* BEGIN Records to process *
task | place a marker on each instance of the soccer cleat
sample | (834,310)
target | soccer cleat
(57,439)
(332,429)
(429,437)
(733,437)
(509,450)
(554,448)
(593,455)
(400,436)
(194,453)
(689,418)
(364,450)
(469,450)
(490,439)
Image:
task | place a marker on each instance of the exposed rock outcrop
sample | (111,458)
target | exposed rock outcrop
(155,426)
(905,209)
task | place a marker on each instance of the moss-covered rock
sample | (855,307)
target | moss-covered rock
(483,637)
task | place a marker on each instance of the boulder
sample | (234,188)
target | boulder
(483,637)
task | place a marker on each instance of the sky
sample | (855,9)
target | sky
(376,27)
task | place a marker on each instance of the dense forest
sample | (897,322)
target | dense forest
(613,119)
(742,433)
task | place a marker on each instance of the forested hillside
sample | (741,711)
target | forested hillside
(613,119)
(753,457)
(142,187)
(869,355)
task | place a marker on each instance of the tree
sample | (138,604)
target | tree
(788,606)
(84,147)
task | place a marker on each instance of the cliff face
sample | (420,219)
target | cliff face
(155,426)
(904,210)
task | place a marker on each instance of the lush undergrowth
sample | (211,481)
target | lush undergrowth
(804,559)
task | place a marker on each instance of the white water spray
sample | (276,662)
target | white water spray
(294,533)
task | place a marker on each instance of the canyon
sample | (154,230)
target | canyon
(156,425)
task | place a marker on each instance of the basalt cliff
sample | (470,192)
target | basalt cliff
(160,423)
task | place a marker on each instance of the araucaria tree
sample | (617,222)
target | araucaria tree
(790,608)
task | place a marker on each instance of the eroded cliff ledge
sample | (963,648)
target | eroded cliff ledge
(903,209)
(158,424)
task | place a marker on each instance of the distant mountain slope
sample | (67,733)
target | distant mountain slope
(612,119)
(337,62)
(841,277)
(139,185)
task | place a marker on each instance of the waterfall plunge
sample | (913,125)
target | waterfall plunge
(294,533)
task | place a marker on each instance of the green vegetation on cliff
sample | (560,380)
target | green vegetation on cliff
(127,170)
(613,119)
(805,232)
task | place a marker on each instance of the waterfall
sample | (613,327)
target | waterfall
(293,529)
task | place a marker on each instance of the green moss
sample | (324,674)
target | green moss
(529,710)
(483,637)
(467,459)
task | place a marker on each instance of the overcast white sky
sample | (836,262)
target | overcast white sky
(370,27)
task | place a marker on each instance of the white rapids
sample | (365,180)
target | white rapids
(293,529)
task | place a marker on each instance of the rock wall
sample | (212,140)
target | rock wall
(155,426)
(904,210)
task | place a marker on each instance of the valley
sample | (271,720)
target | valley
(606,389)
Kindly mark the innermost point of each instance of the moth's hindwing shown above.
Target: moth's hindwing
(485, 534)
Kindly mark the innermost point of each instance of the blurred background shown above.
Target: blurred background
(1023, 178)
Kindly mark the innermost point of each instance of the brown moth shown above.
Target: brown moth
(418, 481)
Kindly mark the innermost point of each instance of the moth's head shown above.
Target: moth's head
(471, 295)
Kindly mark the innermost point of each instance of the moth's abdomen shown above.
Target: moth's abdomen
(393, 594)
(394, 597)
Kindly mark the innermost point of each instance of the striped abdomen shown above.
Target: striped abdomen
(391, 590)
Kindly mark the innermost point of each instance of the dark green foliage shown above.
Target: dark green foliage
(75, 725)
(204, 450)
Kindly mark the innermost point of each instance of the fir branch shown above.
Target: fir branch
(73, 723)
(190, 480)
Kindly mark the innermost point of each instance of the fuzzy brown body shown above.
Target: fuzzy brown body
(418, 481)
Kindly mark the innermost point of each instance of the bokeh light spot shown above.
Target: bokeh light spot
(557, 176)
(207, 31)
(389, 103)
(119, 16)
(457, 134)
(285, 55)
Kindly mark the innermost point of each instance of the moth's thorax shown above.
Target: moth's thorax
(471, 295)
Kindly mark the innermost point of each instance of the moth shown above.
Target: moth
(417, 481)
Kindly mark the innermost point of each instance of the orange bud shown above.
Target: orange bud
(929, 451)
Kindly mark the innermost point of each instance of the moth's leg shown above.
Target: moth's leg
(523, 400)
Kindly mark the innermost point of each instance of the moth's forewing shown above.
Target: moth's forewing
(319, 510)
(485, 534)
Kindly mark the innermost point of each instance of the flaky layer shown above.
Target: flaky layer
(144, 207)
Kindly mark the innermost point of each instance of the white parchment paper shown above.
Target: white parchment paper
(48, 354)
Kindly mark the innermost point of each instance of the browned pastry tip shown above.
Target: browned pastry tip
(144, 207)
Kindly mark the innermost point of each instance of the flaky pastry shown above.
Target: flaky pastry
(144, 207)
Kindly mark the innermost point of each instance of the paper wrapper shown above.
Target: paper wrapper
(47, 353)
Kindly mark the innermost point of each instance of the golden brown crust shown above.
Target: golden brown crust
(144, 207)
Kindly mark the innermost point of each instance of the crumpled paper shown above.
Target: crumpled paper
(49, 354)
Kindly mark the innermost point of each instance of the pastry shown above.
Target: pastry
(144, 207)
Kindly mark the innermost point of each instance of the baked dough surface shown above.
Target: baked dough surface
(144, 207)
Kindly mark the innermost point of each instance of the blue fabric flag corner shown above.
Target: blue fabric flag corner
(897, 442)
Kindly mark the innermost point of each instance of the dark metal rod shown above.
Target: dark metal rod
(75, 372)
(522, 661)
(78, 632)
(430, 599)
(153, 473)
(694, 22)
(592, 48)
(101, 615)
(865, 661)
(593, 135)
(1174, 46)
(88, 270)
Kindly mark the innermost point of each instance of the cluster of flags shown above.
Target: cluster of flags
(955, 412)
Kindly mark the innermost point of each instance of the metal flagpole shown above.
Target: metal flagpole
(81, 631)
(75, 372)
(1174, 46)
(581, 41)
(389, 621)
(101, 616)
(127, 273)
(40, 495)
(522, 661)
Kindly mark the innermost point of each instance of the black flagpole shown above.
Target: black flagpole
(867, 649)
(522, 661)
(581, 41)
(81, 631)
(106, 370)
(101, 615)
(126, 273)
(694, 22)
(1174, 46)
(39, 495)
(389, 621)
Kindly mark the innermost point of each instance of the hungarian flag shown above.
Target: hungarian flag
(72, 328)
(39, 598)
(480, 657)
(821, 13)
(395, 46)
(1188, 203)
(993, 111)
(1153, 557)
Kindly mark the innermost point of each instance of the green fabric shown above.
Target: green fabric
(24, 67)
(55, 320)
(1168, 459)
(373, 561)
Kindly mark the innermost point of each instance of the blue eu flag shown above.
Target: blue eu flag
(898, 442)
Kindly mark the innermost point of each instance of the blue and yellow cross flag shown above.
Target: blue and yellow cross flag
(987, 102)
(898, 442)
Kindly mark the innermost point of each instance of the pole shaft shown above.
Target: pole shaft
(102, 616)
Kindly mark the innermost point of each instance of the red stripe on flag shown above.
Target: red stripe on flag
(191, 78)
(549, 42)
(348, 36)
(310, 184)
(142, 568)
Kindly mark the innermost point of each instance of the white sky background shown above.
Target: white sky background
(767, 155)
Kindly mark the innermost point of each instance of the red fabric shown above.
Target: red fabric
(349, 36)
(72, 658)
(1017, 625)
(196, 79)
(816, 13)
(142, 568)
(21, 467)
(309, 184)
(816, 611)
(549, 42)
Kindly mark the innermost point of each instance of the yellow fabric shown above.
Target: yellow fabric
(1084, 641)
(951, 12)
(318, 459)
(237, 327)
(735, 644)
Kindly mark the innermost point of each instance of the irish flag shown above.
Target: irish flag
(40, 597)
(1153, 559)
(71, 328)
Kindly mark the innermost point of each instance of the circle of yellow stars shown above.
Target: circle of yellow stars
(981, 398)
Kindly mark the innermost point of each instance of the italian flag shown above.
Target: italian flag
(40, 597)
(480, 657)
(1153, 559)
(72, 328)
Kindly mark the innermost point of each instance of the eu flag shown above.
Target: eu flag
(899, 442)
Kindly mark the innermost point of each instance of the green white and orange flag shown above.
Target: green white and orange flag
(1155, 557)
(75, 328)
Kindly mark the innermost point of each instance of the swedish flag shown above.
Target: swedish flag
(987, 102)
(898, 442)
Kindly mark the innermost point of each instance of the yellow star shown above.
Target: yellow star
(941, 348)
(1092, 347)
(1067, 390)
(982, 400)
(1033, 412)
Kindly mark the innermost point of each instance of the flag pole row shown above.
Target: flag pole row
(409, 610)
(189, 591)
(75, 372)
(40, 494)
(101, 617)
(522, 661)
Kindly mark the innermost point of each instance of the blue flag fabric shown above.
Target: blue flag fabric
* END Records to process *
What to produce →
Include both ends. Return the line holding "Kindly mark the innermost point of each instance of the circle" and all lines after it in the records above, exactly as written.

Exercise output →
Kindly mark the innermost point of each instance of the circle of yellow stars shown above.
Target: circle of yellow stars
(981, 398)
Kindly mark the innermost point of each instance of the italian flag shown above.
Target: italian flag
(40, 597)
(480, 657)
(1153, 559)
(72, 328)
Kindly mark the innermost point of each instance of the eu flag shown above.
Target: eu flag
(899, 442)
Kindly mark the innermost point of each instance of the green white and orange flag shown above.
Target: green white and orange flag
(1155, 557)
(75, 328)
Kindly mark the innermost point of each instance of the swedish flag shown above.
Target: swedish flag
(987, 102)
(898, 442)
Kindly mark the innermost point of each instance of the yellow star shown above.
Target: yellow star
(941, 348)
(1092, 347)
(1067, 390)
(982, 400)
(1033, 412)
Kindly mark the innermost point of each instance of the flag pole row shown above.
Target: flag pole row
(409, 610)
(189, 591)
(75, 372)
(40, 494)
(101, 617)
(522, 661)
Kindly mark the innermost point of each instance of the blue flag fabric shown above.
Target: blue flag fabric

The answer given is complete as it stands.